WRITTEN PROBLEM: Write out everything in the records below, without any change, from the line containing "151, row 90." down to the line containing "column 607, row 165", including both of those lines.

DATA LISTING:
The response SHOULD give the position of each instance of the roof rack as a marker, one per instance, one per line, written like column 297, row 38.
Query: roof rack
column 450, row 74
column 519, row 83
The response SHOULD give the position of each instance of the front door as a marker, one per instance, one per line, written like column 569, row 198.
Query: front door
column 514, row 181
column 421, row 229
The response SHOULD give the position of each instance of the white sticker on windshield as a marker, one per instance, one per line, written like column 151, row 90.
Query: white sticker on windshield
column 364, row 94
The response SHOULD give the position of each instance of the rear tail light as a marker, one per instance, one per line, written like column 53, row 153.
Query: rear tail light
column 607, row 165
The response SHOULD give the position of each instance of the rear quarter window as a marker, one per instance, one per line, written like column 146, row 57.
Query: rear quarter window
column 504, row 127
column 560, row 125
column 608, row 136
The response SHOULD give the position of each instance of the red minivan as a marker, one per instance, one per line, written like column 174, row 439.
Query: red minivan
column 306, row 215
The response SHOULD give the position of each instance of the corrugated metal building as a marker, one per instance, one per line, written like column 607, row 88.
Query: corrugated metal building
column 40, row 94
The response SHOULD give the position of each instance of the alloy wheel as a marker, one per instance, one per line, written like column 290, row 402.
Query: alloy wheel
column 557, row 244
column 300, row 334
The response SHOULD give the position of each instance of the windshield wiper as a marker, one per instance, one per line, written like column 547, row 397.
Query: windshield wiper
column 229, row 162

* * *

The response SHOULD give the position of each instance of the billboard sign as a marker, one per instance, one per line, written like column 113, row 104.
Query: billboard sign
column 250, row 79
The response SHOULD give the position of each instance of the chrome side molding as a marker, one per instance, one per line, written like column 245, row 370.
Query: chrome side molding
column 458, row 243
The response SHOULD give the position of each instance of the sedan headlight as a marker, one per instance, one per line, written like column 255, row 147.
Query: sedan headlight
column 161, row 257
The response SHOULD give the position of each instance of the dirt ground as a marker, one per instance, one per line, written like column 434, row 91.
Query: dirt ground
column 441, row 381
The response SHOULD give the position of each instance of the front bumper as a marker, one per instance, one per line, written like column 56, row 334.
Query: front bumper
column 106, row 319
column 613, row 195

FINISHED EXERCISE:
The response SHOULD give the position of each instance of the white sticker on windshield as a marker, one per instance, one per line, written like column 151, row 90.
Query: white sticker on windshield
column 364, row 94
The response SHOULD give the position of each instance of the rear tail light as a marker, one per instance, one per line, written like column 53, row 153.
Query: rear tail light
column 607, row 165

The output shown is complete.